> _AIM OF THE TASK_: Scan the entries for the string "black" and give the number of lines that have it, nothing further.

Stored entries

○ ○ ○ ○ ○ ○ ○

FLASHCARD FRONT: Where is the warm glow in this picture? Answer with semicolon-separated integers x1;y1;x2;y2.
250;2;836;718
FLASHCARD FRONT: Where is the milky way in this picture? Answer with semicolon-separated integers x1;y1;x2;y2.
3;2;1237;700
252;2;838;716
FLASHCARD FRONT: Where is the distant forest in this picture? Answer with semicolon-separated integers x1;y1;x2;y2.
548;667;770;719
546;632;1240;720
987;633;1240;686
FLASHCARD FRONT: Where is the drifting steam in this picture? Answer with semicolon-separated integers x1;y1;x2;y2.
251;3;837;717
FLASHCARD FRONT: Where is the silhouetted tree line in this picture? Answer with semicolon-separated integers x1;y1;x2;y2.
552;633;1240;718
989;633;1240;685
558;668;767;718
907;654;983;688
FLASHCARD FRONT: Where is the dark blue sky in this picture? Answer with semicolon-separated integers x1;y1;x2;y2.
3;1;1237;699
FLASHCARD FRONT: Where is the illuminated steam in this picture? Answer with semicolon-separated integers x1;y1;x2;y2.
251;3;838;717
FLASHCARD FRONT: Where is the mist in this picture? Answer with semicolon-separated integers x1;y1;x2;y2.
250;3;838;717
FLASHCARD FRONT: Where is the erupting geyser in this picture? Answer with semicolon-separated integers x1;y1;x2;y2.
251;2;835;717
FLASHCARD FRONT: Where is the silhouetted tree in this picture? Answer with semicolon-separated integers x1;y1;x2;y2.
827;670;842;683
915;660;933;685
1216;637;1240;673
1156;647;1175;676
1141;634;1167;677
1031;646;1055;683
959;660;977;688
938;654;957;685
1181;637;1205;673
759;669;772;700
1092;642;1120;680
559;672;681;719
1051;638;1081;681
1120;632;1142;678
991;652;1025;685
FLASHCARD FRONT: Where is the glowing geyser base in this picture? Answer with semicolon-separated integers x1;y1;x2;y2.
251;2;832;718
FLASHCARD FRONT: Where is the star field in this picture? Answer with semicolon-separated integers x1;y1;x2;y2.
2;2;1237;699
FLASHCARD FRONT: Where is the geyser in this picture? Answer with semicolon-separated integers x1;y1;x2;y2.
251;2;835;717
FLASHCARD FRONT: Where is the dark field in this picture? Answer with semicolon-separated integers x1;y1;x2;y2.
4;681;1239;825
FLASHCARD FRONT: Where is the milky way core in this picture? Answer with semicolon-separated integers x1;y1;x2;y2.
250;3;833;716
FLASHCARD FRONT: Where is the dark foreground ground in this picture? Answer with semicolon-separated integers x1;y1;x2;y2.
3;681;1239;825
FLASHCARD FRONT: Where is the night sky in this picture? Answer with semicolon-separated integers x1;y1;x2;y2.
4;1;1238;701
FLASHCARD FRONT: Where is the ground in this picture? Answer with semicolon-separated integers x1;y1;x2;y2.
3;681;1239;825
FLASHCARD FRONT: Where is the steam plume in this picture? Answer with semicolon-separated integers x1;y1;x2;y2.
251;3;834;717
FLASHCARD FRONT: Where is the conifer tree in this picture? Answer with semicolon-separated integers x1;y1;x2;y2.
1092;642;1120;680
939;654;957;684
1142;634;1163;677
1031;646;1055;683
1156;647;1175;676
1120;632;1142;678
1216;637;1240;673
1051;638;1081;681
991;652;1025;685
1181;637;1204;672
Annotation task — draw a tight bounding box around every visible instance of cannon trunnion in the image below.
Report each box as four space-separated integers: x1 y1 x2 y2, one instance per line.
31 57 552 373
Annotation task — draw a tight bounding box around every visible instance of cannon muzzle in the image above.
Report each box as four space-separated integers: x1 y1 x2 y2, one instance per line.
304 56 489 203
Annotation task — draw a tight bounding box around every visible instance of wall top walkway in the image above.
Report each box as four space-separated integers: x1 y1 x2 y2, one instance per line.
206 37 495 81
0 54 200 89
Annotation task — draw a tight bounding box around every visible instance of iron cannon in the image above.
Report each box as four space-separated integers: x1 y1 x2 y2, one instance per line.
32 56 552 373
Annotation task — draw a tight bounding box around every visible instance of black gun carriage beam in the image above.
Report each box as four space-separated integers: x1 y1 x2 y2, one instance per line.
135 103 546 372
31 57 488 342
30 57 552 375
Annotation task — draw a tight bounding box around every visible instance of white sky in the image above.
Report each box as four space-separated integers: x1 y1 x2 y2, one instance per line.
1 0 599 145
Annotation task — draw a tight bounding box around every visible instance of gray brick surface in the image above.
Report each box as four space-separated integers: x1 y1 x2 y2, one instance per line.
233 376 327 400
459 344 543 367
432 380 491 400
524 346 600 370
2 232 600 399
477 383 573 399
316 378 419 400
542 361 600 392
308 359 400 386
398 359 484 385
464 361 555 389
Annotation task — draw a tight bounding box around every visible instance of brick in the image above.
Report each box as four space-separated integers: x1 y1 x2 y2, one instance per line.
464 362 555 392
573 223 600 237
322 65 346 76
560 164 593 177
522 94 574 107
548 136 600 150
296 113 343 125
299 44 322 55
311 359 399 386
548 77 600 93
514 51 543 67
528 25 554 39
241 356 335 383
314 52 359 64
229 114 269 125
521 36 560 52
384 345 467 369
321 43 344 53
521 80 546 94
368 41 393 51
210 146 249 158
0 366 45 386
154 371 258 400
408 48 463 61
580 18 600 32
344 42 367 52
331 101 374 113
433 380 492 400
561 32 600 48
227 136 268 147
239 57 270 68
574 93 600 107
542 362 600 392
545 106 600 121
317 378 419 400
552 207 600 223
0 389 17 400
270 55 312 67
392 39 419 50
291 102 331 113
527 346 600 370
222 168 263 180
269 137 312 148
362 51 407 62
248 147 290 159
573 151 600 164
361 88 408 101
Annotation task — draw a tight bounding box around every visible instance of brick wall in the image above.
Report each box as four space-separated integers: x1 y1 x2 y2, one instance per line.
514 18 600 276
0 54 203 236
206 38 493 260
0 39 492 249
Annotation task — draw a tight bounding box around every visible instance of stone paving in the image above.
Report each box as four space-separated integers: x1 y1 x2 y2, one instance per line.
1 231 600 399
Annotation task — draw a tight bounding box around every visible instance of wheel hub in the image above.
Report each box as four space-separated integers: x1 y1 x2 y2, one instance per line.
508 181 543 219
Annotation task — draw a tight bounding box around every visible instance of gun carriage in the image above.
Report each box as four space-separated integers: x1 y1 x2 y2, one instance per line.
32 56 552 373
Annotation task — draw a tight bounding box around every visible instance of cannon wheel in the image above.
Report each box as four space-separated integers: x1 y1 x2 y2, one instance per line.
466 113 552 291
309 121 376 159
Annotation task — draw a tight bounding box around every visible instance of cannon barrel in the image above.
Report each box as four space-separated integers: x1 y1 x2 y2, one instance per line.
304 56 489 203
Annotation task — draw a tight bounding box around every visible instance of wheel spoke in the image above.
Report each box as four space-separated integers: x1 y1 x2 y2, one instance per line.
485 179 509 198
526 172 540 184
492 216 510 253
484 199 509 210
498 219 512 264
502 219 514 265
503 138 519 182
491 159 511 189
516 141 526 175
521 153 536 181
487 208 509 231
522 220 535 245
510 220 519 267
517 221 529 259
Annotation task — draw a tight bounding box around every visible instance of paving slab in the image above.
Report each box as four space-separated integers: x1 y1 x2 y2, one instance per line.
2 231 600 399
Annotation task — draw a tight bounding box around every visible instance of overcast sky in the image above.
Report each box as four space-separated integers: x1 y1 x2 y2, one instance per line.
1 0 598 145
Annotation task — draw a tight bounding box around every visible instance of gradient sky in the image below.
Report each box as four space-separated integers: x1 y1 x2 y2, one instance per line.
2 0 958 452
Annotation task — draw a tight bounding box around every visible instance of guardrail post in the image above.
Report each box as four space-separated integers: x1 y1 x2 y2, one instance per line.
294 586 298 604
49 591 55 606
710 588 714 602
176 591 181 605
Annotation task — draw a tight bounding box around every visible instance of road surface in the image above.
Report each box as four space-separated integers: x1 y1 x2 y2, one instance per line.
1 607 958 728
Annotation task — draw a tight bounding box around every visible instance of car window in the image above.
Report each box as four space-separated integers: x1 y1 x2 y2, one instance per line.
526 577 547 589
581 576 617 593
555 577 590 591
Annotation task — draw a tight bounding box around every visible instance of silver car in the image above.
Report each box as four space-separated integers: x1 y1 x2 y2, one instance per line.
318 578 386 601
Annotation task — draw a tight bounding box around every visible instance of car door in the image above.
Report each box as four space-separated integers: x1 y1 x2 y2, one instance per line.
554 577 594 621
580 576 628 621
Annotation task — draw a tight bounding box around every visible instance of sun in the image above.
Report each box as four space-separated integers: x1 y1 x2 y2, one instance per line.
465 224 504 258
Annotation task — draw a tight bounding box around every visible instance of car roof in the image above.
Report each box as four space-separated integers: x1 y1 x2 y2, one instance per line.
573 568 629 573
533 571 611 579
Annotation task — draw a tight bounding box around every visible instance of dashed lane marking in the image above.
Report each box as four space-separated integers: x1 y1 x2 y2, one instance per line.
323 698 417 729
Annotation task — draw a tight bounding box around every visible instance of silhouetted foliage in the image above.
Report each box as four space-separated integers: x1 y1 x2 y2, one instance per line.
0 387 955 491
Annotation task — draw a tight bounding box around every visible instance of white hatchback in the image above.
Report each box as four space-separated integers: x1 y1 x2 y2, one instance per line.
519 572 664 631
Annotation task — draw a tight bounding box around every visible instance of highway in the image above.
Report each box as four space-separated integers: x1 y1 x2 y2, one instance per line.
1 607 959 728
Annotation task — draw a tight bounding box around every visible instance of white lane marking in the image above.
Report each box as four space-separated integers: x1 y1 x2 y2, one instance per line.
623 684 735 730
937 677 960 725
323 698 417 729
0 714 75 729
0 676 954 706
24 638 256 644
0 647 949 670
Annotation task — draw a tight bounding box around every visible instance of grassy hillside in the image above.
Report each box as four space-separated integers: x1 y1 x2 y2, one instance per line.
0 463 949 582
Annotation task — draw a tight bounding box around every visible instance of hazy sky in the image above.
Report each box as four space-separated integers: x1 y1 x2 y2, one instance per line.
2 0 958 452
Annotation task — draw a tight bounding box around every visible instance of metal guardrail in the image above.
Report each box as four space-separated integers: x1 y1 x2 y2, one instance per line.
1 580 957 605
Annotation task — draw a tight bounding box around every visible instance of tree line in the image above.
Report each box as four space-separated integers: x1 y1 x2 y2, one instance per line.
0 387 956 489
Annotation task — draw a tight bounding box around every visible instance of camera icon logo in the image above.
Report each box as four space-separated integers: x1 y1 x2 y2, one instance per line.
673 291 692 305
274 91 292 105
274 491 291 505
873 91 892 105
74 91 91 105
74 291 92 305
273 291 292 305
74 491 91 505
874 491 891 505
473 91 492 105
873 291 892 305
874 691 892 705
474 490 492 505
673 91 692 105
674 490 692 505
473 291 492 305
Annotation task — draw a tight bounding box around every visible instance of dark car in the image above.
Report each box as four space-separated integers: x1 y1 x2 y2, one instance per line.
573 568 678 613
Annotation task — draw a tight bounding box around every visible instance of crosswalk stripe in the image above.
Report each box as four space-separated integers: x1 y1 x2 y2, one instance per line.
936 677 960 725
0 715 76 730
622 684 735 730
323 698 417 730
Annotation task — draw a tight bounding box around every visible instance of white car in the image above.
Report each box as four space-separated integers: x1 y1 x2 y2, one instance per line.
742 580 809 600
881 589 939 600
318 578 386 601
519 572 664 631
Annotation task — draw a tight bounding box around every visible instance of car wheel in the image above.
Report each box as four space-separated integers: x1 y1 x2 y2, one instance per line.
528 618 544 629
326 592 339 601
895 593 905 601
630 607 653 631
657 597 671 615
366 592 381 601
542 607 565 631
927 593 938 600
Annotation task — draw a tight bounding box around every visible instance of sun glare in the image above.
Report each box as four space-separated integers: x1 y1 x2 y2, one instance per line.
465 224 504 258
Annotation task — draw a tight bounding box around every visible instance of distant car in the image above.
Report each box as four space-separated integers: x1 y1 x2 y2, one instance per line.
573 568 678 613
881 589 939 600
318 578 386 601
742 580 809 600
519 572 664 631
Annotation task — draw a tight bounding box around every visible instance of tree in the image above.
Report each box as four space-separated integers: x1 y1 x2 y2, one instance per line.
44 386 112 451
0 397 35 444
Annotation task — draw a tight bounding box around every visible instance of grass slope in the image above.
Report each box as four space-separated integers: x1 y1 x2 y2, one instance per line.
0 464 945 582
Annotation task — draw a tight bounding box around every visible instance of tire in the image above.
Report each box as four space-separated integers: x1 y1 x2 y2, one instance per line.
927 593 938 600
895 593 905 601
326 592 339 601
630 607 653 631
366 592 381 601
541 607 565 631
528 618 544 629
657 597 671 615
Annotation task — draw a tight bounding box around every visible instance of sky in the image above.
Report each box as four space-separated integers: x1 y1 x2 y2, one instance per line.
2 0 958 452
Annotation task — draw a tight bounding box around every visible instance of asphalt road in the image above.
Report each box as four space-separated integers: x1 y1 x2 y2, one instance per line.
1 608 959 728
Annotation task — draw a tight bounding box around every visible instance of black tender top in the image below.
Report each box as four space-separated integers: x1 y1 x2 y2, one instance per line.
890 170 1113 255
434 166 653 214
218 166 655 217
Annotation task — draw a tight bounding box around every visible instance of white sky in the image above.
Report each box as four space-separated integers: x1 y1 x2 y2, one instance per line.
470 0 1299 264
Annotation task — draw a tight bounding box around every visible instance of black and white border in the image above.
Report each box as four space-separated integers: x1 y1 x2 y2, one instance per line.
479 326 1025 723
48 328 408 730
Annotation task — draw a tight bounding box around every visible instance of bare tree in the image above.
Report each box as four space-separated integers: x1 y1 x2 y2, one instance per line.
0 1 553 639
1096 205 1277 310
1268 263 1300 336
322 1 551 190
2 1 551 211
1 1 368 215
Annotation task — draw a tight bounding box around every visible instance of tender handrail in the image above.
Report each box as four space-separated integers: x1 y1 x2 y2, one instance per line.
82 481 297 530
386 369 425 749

○ ○ ○ ○ ○ ○ ○

> _OUTPUT OF THE EXERCISE_: 3